Upon review of the allegations of the complaint and the evidence in the record, the court in its discretion determines that a bond in the amount of $11,102,000 is appropriate in Action 1, and that a bond in the amount of $2,825,950.92 is appropriate in Action 2. These amounts represent the amounts that plaintiffs have paid to defendants under defendants' alleged workers' compensation and reinsurance participation program. (Action 1 Compl., ¶ 61; Action 2 Compl., ¶ 61.) As in Breakaway, it is not possible, at this preliminary stage, to segregate and exclude from these figures the premium payments that plaintiffs may not be entitled to recover given that they do not seek rescission of the workers' insurance policies. (See id., at * 10.) For the reasons stated in the Breakaway decision, the court declines to apply a discount to the amount of the bond based on the fact that Continental and CIC are licensed in this State and have significant assets. (See id.)

Dataset excerpt:

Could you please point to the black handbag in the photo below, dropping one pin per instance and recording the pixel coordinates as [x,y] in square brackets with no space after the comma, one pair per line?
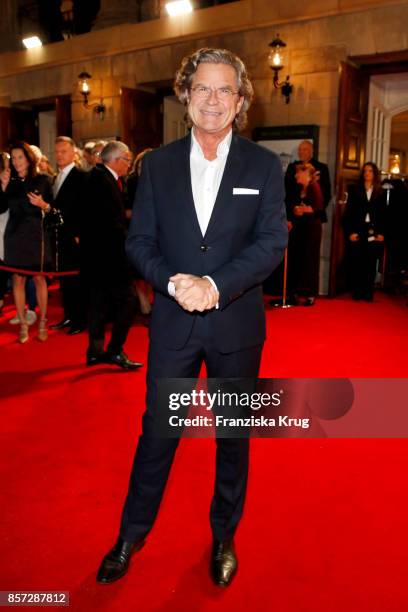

Exercise:
Copy out, in order, every citation the ruling excerpt places inside parentheses. The lines that come after the ruling excerpt play no role in this.

Reply:
(Action 1 Compl., ¶ 61; Action 2 Compl., ¶ 61.)
(See id., at * 10.)
(See id.)